• _WHAT THE TASK ASKS_: Provide the material again, with every line intact and exact.

• _INPUT FOR THIS TASK_:
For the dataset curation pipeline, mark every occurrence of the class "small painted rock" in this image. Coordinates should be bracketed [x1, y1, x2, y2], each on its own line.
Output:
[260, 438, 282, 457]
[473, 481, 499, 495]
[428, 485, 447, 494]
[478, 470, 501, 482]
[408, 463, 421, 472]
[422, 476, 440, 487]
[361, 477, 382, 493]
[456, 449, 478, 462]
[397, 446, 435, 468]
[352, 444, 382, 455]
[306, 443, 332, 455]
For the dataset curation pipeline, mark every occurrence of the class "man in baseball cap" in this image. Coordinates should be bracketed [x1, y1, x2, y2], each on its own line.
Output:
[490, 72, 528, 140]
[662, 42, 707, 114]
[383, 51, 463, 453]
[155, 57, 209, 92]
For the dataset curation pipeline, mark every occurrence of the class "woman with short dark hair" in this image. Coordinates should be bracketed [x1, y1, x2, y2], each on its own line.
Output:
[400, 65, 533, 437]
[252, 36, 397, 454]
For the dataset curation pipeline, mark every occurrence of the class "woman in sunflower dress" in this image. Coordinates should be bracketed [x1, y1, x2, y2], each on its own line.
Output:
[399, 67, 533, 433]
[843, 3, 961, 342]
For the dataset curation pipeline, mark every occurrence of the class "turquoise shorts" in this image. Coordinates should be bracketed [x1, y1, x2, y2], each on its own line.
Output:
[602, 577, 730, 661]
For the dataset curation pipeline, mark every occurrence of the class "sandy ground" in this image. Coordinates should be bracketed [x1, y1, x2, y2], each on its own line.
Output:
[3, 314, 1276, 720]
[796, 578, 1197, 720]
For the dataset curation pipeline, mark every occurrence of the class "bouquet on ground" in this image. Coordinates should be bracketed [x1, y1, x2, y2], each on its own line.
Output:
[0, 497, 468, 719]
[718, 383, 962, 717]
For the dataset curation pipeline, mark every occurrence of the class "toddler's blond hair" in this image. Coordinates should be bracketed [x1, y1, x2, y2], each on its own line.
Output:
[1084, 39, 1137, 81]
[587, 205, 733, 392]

• _YOUR RESPONSE_:
For the dataset curation pipeline, mark every occurrence of the class "small painted rock" in this image. Coordinates should be bracketed [x1, y1, x2, y2], each on its own line.
Output:
[260, 438, 282, 457]
[473, 481, 499, 495]
[428, 485, 447, 494]
[478, 470, 501, 482]
[408, 463, 421, 472]
[422, 476, 440, 487]
[361, 477, 382, 493]
[456, 449, 478, 462]
[397, 446, 435, 468]
[352, 444, 382, 455]
[306, 443, 332, 455]
For the dataset curation pipeline, mark every occurrence of the class "man in baseball cap" in this image. Coordinates should be bracketed [x1, y1, x2, y2], each on its own line.
Output:
[490, 72, 528, 140]
[662, 42, 707, 114]
[383, 51, 463, 453]
[155, 57, 209, 92]
For the dataset curation pipeline, mark every occurrence of the class "woman with short dark hair" in this image. Coordinates should be bracketed [x1, y1, x2, y2], each on its own line.
Output:
[400, 65, 533, 437]
[252, 36, 397, 454]
For the dataset curation pipeline, mark every occurrence of the class "woman in sunflower dress" in this image. Coordinates should be bracketed [x1, y1, x2, y2], each on its own line.
Output:
[399, 67, 533, 433]
[843, 3, 961, 342]
For the dataset curation pipeline, mark every occurrence of the class "turquoise shorts" in this image. Coordinates should be bracketed [x1, y1, x2, y2], each on its own line.
Output:
[602, 577, 730, 661]
For the dataset curation pipeline, mark every occurrence of the class "sandy ground" in this image. Coordinates should be bracketed [x1, y1, x2, y2], each on its own line.
Output:
[3, 314, 1276, 720]
[796, 578, 1197, 720]
For the dataset curation pipeline, mark every occurrence of the class "bouquet on ground" in this image. Coordinates should be bracketed [x1, y1, x2, y2], each on its own line.
Output:
[0, 497, 468, 719]
[718, 383, 962, 717]
For the dataset curation pipeline, mark every occurrence of the class "toddler's blond hair" in this image. Coordinates should be bracketed [x1, y1, x2, y2], each on its own line.
Output:
[1084, 39, 1137, 81]
[587, 205, 733, 392]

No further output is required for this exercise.